According to the prompt order experiment, what purpose does Scenario 3 (Q - AC - FA) serve?

Extract to read
* * * * * * * * *
Prompt Order Experiment

Overview

Results

Prompt Order Experiment

This experiment aims to explore various scenarios for prompt fine-tuning using structured generation. We'll test how the order of elements in a prompt affects model performance. The elements we consider are:

(Q): Question
(AC): Answer Choices
(R): Reasoning
(FA): Final Answer

Scenarios

We will evaluate the following prompt orders:

Scenario 1: Q - AC - R - FA (Falcon and GPT3.5)

This is the most natural order. The model generates reasoning before the final answer, providing the most information prior to making a selection. This order leverages decoding mechanics effectively.

This is our user message, we can see the question and answer choices

Click to show prompt!

{'content': 'Answer the Question and include your reasoning and the final answer in a json like: {"reasoning": <reasoning about the answer>, "final_answer": <letter corresponding to the answer>}.', 'role': 'system'}

This is our assistant message, you can see that we are forcing a JSON (note I added spacing for visual purposes), and we are putting the reasoning first. Using a JSON in fine-tuning will improve our structured generation results as the model will get used to responding in that "space".

{'content': 'Question: What can genetic material have?\nAnswer Choices: (a) Resistance (b) Mutations (c) Clorophyll (d) Nucleotide (e) Symmetry (f) Allow growth (g) Contamination (h) Warmth', 'role': 'user'}

Scenario 2: Q - AC - FA - R (Falcon and GPT3.5)

An awkward order, placing reasoning after the final answer. While it is faster, it assumes the model can "know" reasoning internally before generating it. This approach saves tokens but is a skeptical case worth testing.

Click to show prompt!

{'content': 'Answer the Question and include your Final Answer and the Reasoning in a json like: {"final_answer": <letter corresponding to the answer>, "reasoning": <reasoning about the answer>}.', 'role': 'system'}

{'content': 'Question: What can genetic material have?\nAnswer Choices: (a) Resistance (b) Mutations (c) Clorophyll (d) Nucleotide (e) Symmetry (f) Allow growth (g) Contamination (h) Warmth', 'role': 'user'}

Scenario 3: Q - AC - FA

This serves as a fine-tuning control. No reasoning is provided in the output.

Scenario 4: Base

An un-fine-tuned control for comparison purposes.

Structured Generation

Structured generation ensures consistent response formats, which is crucial for reliable fine-tuning. Initial experiments faced difficulties with response consistency and structured generation can solve this.
* * * * * * * * *
Source information
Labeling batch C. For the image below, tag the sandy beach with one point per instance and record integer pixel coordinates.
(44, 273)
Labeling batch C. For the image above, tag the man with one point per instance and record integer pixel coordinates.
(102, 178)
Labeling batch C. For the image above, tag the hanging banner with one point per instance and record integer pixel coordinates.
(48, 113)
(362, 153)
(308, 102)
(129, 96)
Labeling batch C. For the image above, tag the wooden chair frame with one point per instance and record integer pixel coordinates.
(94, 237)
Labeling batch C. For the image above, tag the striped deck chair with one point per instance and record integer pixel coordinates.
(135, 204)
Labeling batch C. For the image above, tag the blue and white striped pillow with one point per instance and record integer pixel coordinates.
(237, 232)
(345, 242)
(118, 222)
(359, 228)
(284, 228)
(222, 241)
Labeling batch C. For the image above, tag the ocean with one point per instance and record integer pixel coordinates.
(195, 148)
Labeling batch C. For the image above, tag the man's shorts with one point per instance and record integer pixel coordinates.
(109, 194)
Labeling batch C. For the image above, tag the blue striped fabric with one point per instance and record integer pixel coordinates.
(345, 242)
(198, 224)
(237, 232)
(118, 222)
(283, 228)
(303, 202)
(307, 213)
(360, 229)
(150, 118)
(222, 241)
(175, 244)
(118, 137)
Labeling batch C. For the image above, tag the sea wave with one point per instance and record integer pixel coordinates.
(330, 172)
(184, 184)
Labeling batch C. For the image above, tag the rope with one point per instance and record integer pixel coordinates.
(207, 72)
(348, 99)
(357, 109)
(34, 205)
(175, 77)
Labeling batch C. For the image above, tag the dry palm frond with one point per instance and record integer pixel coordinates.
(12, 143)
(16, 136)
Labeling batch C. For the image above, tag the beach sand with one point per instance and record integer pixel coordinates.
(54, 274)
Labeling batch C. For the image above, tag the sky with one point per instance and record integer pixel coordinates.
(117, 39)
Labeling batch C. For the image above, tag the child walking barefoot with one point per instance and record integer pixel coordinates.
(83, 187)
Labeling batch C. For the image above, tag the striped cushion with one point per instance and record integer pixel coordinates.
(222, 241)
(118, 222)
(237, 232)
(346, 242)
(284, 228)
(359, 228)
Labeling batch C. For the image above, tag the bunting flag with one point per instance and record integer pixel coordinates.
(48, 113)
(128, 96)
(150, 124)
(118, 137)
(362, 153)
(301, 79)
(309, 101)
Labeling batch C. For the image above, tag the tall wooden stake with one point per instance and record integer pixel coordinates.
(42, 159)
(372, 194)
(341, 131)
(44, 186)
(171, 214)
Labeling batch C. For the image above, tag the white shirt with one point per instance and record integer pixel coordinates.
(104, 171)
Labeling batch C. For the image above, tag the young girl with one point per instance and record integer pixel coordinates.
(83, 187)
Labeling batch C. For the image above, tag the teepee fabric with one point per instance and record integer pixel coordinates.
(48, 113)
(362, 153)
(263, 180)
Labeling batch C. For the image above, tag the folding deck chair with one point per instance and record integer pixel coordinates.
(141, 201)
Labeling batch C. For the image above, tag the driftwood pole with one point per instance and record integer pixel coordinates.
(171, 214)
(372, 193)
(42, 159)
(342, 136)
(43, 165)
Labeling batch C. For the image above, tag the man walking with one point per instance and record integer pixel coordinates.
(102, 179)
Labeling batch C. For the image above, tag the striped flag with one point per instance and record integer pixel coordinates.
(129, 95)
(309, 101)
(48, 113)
* * * * * * * * *
Result of this exercise
It serves as a fine-tuning control, with no reasoning provided in the output.